**Assigned task**
Reply with exactly the lines from the one that contains "of the waterfall" through the last line of the records below, and with no other lines.

::::::::::

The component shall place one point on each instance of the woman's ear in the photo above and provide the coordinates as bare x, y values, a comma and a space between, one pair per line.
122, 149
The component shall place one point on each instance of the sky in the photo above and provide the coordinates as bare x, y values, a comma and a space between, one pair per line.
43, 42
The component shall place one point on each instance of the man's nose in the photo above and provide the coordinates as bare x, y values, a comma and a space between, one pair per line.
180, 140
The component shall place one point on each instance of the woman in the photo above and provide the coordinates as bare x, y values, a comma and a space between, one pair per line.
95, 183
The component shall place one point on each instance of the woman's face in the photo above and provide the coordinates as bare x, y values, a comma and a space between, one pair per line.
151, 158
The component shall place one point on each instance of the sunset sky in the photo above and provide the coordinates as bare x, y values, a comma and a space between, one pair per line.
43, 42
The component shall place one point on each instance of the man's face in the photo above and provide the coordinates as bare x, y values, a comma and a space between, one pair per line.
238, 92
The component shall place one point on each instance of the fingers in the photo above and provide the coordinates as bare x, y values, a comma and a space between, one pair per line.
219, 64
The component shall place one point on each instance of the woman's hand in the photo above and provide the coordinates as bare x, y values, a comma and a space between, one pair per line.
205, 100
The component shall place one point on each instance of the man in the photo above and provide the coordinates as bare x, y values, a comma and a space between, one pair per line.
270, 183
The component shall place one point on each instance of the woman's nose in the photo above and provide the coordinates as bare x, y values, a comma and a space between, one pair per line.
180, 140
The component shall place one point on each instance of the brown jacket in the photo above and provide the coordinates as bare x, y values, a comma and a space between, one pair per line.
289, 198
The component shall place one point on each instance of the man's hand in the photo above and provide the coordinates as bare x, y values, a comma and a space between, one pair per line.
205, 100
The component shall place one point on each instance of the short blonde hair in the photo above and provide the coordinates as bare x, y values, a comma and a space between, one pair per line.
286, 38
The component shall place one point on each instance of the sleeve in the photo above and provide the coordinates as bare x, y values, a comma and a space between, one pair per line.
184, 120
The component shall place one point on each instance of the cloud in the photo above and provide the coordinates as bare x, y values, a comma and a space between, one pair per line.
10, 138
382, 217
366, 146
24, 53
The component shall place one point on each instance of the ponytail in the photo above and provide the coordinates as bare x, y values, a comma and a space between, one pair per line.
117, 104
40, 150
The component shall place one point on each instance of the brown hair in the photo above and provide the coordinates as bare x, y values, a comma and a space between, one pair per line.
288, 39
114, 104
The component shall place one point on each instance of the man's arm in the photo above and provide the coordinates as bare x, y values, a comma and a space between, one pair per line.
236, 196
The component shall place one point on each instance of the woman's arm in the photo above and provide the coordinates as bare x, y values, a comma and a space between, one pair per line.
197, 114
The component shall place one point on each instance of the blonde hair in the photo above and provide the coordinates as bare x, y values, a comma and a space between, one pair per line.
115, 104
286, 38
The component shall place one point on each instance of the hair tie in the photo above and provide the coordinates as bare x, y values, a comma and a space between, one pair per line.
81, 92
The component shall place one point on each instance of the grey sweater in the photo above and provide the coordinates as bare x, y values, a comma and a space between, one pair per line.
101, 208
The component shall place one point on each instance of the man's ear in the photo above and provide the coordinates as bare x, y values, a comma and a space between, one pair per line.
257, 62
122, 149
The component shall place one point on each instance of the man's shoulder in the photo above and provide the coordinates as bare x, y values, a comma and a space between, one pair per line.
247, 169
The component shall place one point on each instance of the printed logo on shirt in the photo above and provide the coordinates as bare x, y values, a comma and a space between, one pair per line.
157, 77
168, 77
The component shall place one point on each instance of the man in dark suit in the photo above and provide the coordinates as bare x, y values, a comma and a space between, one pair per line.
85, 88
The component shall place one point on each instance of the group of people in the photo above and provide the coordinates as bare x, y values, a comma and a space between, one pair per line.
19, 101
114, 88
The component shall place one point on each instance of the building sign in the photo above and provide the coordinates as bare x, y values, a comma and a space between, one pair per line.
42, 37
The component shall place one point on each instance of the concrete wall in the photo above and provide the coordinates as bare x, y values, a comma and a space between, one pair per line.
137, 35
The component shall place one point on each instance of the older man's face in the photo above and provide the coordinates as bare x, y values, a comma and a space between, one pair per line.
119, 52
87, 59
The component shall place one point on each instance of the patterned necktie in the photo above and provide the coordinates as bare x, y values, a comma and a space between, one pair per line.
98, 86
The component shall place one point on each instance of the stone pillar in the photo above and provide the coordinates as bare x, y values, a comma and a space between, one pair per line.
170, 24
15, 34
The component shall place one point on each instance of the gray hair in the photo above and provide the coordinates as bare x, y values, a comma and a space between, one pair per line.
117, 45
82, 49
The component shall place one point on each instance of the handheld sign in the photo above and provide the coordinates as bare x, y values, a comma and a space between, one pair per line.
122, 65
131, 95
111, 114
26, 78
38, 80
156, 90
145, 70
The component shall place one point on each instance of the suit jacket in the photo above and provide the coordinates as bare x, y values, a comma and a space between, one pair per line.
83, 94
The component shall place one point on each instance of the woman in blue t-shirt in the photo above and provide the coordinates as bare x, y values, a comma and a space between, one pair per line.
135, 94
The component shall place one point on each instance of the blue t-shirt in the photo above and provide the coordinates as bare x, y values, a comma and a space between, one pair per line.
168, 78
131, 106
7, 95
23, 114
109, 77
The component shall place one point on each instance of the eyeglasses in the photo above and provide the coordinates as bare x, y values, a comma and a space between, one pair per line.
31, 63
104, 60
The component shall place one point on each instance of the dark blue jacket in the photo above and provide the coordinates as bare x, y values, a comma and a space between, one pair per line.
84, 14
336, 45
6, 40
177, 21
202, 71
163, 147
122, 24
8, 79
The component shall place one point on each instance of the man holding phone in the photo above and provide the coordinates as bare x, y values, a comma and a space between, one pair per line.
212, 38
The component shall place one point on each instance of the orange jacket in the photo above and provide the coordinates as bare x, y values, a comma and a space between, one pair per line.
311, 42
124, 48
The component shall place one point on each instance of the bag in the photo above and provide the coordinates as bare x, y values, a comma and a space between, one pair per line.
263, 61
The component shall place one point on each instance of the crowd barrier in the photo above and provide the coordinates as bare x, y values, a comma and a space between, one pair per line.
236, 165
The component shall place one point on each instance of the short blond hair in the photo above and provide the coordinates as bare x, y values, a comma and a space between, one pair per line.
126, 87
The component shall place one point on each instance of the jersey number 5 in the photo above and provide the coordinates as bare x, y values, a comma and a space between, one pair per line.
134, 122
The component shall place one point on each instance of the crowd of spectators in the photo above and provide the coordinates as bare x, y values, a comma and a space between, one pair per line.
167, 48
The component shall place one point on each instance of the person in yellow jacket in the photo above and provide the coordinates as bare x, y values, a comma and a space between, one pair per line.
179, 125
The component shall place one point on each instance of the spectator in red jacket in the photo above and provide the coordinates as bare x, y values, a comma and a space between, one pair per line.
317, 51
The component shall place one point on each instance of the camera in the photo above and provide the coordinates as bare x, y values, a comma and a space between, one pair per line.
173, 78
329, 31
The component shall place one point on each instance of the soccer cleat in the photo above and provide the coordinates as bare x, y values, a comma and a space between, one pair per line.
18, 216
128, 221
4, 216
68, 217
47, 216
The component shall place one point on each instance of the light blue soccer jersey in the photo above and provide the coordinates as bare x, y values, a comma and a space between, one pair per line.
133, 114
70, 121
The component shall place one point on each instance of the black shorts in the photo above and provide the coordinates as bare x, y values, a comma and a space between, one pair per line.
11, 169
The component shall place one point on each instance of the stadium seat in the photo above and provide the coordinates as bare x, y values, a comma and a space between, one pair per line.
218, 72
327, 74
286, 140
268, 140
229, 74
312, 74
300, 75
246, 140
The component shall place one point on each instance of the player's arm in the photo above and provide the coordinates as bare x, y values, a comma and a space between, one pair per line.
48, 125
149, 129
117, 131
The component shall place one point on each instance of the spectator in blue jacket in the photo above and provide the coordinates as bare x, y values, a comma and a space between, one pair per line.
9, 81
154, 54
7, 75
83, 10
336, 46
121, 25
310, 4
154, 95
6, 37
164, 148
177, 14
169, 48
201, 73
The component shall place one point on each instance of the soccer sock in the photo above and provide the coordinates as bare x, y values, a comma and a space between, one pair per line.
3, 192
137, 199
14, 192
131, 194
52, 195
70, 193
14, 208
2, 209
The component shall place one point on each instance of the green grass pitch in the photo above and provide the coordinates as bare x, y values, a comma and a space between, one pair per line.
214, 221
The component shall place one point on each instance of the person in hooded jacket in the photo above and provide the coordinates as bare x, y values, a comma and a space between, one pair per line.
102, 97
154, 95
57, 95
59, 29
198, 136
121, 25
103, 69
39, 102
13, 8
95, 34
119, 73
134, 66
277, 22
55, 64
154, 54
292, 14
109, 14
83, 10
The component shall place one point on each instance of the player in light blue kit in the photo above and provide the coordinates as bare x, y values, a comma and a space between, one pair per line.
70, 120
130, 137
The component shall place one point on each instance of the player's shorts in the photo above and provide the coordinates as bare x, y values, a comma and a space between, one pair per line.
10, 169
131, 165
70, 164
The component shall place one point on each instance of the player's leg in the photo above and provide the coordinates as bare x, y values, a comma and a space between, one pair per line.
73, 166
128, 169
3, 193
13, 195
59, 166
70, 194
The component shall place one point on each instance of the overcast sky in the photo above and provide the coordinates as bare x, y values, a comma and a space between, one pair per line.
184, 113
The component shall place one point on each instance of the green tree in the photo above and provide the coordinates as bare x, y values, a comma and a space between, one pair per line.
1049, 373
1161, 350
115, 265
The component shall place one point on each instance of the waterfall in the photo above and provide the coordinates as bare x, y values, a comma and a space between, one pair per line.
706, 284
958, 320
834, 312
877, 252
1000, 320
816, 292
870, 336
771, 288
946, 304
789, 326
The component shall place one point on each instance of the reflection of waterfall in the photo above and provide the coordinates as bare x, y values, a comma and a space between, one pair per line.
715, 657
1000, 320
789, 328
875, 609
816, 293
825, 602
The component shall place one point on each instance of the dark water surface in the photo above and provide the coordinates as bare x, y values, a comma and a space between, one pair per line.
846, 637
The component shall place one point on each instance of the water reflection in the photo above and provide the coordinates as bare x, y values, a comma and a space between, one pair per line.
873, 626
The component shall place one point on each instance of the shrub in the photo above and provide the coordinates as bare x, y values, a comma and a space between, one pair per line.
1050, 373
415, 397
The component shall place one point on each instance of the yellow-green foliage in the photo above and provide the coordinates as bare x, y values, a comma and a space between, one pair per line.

::::::::::

**Written solution**
The component shall place one point on each instance of the waterfall in the photo above and provide the coordinates as bare x, y values, a comma and a space between, one pair per line.
706, 284
958, 320
834, 312
877, 252
1000, 320
816, 292
870, 336
771, 288
946, 304
789, 326
The component shall place one point on each instance of the reflection of waterfall in the photo above and provide the coordinates as bare x, y values, a comma and a space between, one pair per line.
715, 657
1000, 320
789, 328
875, 609
816, 293
825, 602
The component shall place one point on each instance of the dark water surface in the photo above and provide the coordinates as bare x, y values, a comma and a space between, one pair per line.
846, 637
The component shall place one point on each instance of the water reflection in the photo above and provide the coordinates as bare x, y values, a comma and a space between, one pair per line.
873, 626
The component shall place one point on each instance of the shrub in the photo above and provide the coordinates as bare x, y values, a comma and a space between, one pair per line.
1050, 373
415, 397
The component shall place one point on each instance of the yellow-green foliage in the photo above and provide the coordinates as bare x, y values, a comma and a space between, one pair per line.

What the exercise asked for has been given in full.